* [About this exercise] Copy the data from its first line through the line containing "28L22 13L0 238L271", keeping both ends and changing nothing.

* [Data for processing]
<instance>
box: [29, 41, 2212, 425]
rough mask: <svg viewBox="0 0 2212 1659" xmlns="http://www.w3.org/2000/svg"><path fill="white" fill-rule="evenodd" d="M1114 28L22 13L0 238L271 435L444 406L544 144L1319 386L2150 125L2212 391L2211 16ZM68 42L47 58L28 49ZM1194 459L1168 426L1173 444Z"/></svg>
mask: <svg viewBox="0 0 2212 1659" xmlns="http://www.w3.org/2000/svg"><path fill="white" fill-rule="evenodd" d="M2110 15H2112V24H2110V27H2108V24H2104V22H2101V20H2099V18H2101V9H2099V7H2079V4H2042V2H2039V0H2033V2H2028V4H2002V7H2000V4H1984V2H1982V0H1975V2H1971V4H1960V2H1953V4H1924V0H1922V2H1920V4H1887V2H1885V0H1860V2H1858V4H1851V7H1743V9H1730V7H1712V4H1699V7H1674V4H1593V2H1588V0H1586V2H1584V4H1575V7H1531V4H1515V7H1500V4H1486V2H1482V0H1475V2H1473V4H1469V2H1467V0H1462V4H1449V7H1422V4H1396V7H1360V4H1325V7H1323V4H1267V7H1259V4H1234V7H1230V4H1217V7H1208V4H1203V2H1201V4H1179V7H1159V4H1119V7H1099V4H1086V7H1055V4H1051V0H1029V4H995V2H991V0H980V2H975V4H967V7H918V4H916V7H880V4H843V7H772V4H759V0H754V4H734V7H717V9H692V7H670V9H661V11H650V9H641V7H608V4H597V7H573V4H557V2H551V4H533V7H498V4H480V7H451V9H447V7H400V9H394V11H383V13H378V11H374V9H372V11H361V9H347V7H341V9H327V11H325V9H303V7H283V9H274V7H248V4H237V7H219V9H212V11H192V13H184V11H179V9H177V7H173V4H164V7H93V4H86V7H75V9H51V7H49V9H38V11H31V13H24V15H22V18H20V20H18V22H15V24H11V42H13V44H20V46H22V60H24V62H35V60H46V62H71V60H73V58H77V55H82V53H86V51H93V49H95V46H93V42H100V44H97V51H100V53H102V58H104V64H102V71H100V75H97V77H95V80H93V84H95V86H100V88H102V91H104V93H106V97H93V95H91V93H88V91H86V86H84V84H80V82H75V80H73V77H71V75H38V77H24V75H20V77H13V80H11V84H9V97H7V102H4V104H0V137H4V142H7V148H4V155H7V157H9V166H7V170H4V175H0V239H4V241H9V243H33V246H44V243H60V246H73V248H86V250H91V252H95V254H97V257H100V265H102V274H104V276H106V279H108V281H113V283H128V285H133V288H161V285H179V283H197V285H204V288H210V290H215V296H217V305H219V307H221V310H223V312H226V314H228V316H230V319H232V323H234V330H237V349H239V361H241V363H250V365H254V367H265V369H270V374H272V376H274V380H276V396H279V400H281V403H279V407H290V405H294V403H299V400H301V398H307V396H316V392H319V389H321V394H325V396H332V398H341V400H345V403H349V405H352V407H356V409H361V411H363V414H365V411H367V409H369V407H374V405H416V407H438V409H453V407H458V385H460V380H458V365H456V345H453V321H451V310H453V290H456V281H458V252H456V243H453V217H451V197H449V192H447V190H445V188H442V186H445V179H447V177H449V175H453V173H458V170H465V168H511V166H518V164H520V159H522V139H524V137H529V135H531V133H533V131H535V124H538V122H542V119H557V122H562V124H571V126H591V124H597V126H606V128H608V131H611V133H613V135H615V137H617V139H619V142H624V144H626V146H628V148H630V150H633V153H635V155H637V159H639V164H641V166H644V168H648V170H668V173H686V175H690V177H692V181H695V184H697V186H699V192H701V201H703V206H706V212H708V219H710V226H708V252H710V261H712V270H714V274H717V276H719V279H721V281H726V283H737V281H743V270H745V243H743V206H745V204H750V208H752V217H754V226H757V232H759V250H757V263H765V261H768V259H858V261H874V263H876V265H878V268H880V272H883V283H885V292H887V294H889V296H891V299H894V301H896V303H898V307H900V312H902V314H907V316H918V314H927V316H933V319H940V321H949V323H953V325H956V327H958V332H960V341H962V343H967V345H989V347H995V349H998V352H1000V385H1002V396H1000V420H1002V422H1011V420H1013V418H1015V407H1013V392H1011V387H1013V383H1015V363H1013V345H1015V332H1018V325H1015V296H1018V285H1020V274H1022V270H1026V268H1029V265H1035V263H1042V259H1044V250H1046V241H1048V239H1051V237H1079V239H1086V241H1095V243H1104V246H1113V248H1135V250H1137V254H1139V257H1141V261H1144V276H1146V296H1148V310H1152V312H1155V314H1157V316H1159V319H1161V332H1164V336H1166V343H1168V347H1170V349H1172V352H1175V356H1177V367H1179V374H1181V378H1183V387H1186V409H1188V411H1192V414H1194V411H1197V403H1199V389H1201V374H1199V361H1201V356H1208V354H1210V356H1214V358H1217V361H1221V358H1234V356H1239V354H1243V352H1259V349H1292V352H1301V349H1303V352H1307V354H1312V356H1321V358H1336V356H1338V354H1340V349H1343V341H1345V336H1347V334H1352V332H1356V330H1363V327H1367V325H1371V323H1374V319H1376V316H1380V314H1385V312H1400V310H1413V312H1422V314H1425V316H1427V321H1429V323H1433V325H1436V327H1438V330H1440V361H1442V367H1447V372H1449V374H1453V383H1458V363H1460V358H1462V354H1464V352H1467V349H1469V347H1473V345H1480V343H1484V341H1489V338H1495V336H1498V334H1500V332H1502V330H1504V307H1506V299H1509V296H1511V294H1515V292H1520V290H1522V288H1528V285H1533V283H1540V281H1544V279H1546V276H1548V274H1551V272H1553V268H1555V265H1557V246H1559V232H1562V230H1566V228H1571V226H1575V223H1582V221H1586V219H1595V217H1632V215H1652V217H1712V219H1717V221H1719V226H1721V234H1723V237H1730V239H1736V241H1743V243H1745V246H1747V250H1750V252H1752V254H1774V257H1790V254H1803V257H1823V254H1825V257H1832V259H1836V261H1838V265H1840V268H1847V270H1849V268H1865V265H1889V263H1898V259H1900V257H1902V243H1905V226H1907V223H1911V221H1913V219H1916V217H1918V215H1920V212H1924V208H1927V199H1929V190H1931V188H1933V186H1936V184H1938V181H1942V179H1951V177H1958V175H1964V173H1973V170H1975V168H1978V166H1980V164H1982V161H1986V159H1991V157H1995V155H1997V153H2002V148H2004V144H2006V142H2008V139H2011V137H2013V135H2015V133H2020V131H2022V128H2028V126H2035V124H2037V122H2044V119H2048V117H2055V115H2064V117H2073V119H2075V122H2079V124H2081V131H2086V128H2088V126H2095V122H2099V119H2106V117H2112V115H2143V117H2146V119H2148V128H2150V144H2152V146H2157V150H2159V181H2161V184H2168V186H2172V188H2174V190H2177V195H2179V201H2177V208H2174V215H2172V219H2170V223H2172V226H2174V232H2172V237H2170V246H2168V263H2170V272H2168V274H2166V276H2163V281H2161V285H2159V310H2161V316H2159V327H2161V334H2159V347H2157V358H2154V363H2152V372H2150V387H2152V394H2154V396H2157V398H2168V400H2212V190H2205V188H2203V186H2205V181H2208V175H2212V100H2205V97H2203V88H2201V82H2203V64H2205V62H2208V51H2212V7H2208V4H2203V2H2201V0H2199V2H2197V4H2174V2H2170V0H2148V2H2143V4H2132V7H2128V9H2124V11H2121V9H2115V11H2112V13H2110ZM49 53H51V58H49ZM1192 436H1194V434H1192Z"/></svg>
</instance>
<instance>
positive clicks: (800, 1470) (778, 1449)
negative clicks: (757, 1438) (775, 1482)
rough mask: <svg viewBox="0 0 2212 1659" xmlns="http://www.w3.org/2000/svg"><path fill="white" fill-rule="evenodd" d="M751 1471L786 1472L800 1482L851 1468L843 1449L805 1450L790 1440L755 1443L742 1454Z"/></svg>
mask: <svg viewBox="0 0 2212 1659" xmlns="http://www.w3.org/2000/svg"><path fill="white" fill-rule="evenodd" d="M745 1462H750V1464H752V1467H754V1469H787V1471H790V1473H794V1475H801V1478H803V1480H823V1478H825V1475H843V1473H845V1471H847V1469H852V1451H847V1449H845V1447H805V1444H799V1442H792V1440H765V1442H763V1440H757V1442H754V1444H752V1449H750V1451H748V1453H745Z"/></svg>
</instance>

* [Result of the exercise]
<instance>
box: [29, 41, 2212, 425]
rough mask: <svg viewBox="0 0 2212 1659" xmlns="http://www.w3.org/2000/svg"><path fill="white" fill-rule="evenodd" d="M1114 28L22 13L0 238L271 435L444 406L544 144L1319 386L2150 125L2212 391L2211 16ZM68 42L47 58L28 49ZM1194 459L1168 426L1173 444Z"/></svg>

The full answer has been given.